→ Exercise goal
Reproduce every line of the listing below without alteration, omitting the pictures.
[START Dataset rows]
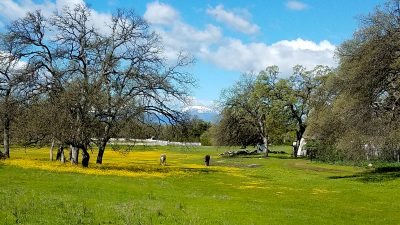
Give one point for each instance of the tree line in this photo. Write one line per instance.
(66, 81)
(346, 113)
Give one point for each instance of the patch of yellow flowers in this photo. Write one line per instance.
(132, 164)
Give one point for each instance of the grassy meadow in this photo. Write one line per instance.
(132, 188)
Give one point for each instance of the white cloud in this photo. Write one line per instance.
(296, 5)
(210, 45)
(177, 35)
(237, 56)
(233, 20)
(159, 13)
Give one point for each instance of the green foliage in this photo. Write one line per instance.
(357, 113)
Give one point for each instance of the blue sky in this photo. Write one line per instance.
(229, 38)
[END Dataset rows]
→ The answer
Give one point for each instance of the tree line in this photo. Write one line per instance.
(66, 81)
(346, 113)
Give one point for each instance of the patch of yellow flowers in this photo. Write one line per instance.
(132, 164)
Give one point for each instance of the grassy meadow in this photo. Write one line per instance.
(132, 188)
Give one point for each instance of the white cloud in this photo. Write one line per instance.
(296, 5)
(210, 45)
(177, 35)
(237, 56)
(233, 20)
(159, 13)
Give one point for each instance of the green foliage in this photo. Write one line per instance.
(357, 113)
Give one point for each instance of the blue sky in this photo. Write one line per instance.
(229, 38)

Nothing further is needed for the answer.